→ **INFORMATION SUPPLIED**:
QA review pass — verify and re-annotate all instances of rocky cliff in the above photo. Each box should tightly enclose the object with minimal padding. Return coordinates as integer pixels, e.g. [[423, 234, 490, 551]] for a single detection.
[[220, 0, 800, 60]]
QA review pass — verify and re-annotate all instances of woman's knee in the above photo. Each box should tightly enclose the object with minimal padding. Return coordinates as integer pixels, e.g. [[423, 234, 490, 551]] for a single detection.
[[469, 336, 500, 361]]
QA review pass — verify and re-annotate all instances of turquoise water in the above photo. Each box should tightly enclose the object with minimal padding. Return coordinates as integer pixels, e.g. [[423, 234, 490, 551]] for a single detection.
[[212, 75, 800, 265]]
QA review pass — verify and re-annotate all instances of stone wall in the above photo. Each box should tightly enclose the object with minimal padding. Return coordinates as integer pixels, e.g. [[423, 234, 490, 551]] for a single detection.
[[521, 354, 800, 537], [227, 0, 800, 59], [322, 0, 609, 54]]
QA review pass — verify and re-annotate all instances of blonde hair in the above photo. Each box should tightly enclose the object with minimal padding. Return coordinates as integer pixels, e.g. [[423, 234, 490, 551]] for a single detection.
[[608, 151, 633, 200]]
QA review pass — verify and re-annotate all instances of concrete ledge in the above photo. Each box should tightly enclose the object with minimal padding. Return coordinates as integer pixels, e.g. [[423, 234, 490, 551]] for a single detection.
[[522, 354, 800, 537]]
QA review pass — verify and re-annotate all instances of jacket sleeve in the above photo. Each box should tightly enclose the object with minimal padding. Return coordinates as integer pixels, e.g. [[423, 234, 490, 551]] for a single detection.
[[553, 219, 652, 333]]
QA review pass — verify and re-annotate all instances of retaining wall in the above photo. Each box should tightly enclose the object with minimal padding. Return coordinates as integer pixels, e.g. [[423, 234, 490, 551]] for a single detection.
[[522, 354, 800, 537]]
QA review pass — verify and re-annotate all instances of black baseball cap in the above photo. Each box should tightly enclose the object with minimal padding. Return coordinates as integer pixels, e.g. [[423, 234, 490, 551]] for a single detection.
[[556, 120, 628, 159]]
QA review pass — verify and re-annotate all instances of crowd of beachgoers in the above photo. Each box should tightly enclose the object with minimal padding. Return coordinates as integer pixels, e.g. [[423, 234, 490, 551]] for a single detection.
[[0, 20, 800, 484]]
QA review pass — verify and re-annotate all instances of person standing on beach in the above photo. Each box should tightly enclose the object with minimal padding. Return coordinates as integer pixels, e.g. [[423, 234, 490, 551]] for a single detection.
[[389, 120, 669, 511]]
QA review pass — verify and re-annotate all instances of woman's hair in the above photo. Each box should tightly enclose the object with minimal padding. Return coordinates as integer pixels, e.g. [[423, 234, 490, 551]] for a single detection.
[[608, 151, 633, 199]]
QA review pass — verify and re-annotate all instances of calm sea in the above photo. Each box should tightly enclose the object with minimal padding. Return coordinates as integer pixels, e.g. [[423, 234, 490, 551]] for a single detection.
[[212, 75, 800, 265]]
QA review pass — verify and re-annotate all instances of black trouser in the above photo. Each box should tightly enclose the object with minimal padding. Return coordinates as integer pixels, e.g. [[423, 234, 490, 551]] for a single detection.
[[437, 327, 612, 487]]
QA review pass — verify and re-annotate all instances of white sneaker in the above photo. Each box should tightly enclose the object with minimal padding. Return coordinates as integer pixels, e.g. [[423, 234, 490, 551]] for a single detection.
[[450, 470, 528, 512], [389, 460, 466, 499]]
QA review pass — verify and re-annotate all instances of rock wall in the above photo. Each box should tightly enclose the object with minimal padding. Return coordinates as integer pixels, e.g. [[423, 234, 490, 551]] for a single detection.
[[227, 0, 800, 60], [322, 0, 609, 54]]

→ **EXERCISE OBJECTIVE**: Please render every one of the rows above as a Markdown table with two columns, "No." for the row number and "Text" for the line, skipping any blank lines.

→ **ANSWER TO THE TASK**:
| No. | Text |
|---|---|
| 1 | QA review pass — verify and re-annotate all instances of rocky cliff in the above photo. Each box should tightly enclose the object with minimal padding. Return coordinates as integer pixels, e.g. [[423, 234, 490, 551]] for a single detection. |
| 2 | [[220, 0, 800, 60]] |
| 3 | QA review pass — verify and re-annotate all instances of woman's knee in the above photo. Each box should tightly enclose the object with minimal padding. Return coordinates as integer pixels, e.g. [[423, 234, 490, 551]] for a single detection. |
| 4 | [[469, 336, 500, 361]] |
| 5 | QA review pass — verify and re-annotate all instances of turquoise water in the above photo. Each box should tightly enclose the object with minimal padding. Return coordinates as integer pixels, e.g. [[423, 234, 490, 551]] for a single detection. |
| 6 | [[212, 75, 800, 265]] |
| 7 | QA review pass — verify and re-annotate all instances of stone wall in the above photo. Each box should tightly enclose the object with minimal padding. Return coordinates as integer pixels, e.g. [[423, 234, 490, 551]] for a single detection. |
| 8 | [[521, 354, 800, 537], [227, 0, 800, 59], [322, 0, 609, 54]] |
| 9 | QA review pass — verify and re-annotate all instances of blonde hair in the above photo. Each box should tightly enclose the object with minimal padding. Return coordinates as integer pixels, e.g. [[423, 234, 490, 551]] for a single detection. |
| 10 | [[608, 151, 633, 200]] |
| 11 | QA review pass — verify and re-annotate all instances of concrete ledge in the above photo. Each box should tightly enclose the object with minimal padding. Return coordinates as integer pixels, e.g. [[423, 234, 490, 551]] for a single detection. |
| 12 | [[522, 354, 800, 537]] |
| 13 | QA review pass — verify and re-annotate all instances of jacket sleeve in the above photo. Each box should tightly enclose the object with minimal padding. Return coordinates as integer pixels, e.g. [[423, 234, 490, 551]] for a single detection. |
| 14 | [[553, 219, 652, 333]] |
| 15 | QA review pass — verify and re-annotate all instances of retaining wall in the above photo. Each box should tightly enclose the object with minimal padding. Return coordinates as integer pixels, e.g. [[423, 234, 490, 551]] for a single detection. |
| 16 | [[522, 354, 800, 537]] |
| 17 | QA review pass — verify and re-annotate all instances of black baseball cap in the above photo. Each box should tightly enclose the object with minimal padding. Return coordinates as integer pixels, e.g. [[423, 234, 490, 551]] for a single detection. |
| 18 | [[556, 120, 628, 159]] |
| 19 | QA review pass — verify and re-annotate all instances of crowd of beachgoers in the above photo. Each box should tightly enclose the object with minimal padding. Return coordinates as integer pixels, e.g. [[423, 234, 490, 551]] for a single detection. |
| 20 | [[0, 20, 800, 484]] |
| 21 | QA review pass — verify and re-annotate all instances of person standing on beach in the above photo. Each box should tightly enclose the object with minimal padding. Return coordinates as integer pixels, e.g. [[423, 234, 490, 551]] for a single detection. |
| 22 | [[389, 120, 669, 511]] |
| 23 | QA review pass — verify and re-annotate all instances of woman's hair in the above photo. Each box should tightly enclose the object with minimal padding. Return coordinates as integer pixels, e.g. [[423, 234, 490, 551]] for a single detection. |
| 24 | [[608, 151, 633, 199]] |
| 25 | QA review pass — verify and re-annotate all instances of calm sea in the above photo. Each box should tightly enclose the object with minimal padding. Return coordinates as integer pixels, e.g. [[423, 234, 490, 551]] for a single detection. |
| 26 | [[212, 75, 800, 265]] |
| 27 | QA review pass — verify and re-annotate all instances of black trouser in the above photo. Each box should tightly enclose the object with minimal padding. Return coordinates as integer pixels, e.g. [[423, 234, 490, 551]] for a single detection. |
| 28 | [[437, 327, 612, 487]] |
| 29 | QA review pass — verify and re-annotate all instances of white sneaker in the above photo. Each box should tightly enclose the object with minimal padding. Return coordinates as integer pixels, e.g. [[423, 234, 490, 551]] for a single detection. |
| 30 | [[450, 470, 528, 512], [389, 460, 466, 499]] |
| 31 | QA review pass — verify and re-annotate all instances of rock wall in the above photo. Each box should tightly enclose the object with minimal padding. Return coordinates as integer pixels, e.g. [[423, 234, 490, 551]] for a single detection. |
| 32 | [[227, 0, 800, 60], [322, 0, 609, 54]] |